■ Provided passage
___
Developmental Sem 2 Flashcards
What is creativity?
The generation of products or ideas that are novel and appropriate
What are the 4 Ps that creative research is divided into
Person (intrinsic factors: personality, motivation)
Process (behavioural + cognitive - what happens during creative thinking)
Press (social + environmental influences - inhibitors & facilitators of creativity)
Product (results of the creative process - painting, poems)
What is Divergent Thinking and Convergent Thinking?
Divergent Thinking - Generating novel ideas in response to a problem
Convergent Thinking - Ability to produce a single solution using logical + analytical thought processes
What are the four main Indices of Divergent Thinking?
Fluency: number of ideas you come up with
Originality: number of ideas you come up with that no one else has
Flexibility: number of categories the ideas can be organised into
Elaboration: amount of detail put into an idea
What is the difference between Tool Manufacture and Tool Innovation tasks?
Tool manufacture: Physical transformation of materials to help solve a problem
Tool innovation: Imagining the most suitable tool for a task
What is functional fixedness?
A cognitive bias where individuals struggle to think of ways of using an object outside of its traditional use
How does functional fixedness vary with age?
120 children give demonstration of the typical function of objects
6-7 year olds are less likely to select the correct object in the demonstration condition compared to control
whereas
5 year olds are unaffected by demonstrations
Summarise convergent thinking:
How can it be measured (young / older children)
___
■ Things to do
A – Reproduce the creativity flashcards starting at the words "Product (results of" and stopping after "Tool Innovation tasks?", switching "Fluency" to "Idea Count".
B – Pick up the creativity flashcards right after their final line and add the next few cards.
___
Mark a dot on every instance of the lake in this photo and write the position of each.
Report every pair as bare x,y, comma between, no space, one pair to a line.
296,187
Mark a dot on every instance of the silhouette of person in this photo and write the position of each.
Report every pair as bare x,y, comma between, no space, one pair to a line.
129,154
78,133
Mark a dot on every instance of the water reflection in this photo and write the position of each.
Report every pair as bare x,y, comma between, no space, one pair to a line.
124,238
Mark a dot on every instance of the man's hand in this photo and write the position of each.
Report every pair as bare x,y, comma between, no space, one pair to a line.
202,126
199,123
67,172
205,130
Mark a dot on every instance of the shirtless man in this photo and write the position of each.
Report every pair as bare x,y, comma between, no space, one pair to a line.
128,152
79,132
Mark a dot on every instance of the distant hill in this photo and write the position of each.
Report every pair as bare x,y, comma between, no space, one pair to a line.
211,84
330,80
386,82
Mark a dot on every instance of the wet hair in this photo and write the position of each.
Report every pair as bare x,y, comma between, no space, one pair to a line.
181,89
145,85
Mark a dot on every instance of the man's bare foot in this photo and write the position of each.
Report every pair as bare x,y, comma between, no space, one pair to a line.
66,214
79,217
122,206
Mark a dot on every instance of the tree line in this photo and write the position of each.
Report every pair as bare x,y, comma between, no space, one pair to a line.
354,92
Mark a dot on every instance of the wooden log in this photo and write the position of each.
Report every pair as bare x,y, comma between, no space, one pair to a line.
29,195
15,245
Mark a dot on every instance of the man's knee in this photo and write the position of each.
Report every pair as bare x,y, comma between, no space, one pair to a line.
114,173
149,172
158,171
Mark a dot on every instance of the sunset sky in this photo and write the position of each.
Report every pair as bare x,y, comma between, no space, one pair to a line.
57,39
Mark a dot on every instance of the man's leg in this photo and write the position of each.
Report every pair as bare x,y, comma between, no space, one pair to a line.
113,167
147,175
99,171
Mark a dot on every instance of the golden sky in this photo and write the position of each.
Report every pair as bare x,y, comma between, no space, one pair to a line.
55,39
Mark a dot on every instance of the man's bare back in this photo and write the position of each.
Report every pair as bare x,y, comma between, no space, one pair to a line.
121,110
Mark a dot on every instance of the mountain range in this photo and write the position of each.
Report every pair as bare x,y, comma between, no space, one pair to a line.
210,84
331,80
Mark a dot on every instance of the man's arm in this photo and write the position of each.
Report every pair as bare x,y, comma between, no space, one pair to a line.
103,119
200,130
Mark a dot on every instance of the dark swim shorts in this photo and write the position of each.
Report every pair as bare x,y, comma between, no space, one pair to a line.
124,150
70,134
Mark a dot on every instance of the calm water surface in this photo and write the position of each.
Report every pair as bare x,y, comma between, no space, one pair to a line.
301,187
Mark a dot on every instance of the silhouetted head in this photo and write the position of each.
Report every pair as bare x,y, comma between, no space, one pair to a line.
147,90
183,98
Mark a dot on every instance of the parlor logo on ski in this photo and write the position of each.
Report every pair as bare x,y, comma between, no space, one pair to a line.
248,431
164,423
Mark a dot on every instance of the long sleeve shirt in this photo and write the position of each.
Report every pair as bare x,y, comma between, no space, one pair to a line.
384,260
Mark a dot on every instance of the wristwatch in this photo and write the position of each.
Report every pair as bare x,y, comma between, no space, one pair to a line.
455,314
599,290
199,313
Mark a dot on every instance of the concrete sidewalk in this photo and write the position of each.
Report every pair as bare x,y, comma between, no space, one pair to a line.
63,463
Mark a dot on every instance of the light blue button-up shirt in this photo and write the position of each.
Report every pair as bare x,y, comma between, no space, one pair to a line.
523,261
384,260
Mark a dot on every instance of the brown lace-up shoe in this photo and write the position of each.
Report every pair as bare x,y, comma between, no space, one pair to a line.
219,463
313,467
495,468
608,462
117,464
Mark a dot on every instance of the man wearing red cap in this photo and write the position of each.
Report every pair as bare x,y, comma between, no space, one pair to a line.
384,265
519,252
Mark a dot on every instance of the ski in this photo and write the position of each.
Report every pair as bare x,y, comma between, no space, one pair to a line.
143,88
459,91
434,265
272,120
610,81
___
■ Written responses
A –
Product (results of the creative process - painting, poems)
What is Divergent Thinking and Convergent Thinking?
Divergent Thinking - Generating novel ideas in response to a problem
Convergent Thinking - Ability to produce a single solution using logical + analytical thought processes
What are the four main Indices of Divergent Thinking?
Idea Count: number of ideas you come up with
Originality: number of ideas you come up with that no one else has
Flexibility: number of categories the ideas can be organised into
Elaboration: amount of detail put into an idea
What is the difference between Tool Manufacture and Tool Innovation tasks?

B –
False memories
Tools
Convergent Thinking is the ability to logically reach a single solution to a problem
It can be measured using RAT + insight problems in adults/older kids
For younger kids, tool-use tasks are more appropriate
False memories can prime better performance in RAT
Children as young as 2 can use tools to solve problems, 8 year olds can innovate tools to solve problems
Functional fixedness (6-7, doesn’t affect 5 year olds)
How do children compare to great apes in problem solving
Chimpanzees and orangutans performed better than 4 year olds in problem solving tasks, but worse than 6 and 8 year olds in using tools
What is subitizing and how does it develop?
Subitizing is the system dedicated to the perception of small exact numerosities (~3-4)
Development of subitizing
1-3 items between 2 and 5 years of age
3-4 items between 7 years and adulthood
Subitizing is most likely associated to the Visuo-spatial Working Memory
Children with math disability (dyscalculia) have reduced subitizing ability
What is ANS and what is it characterised by?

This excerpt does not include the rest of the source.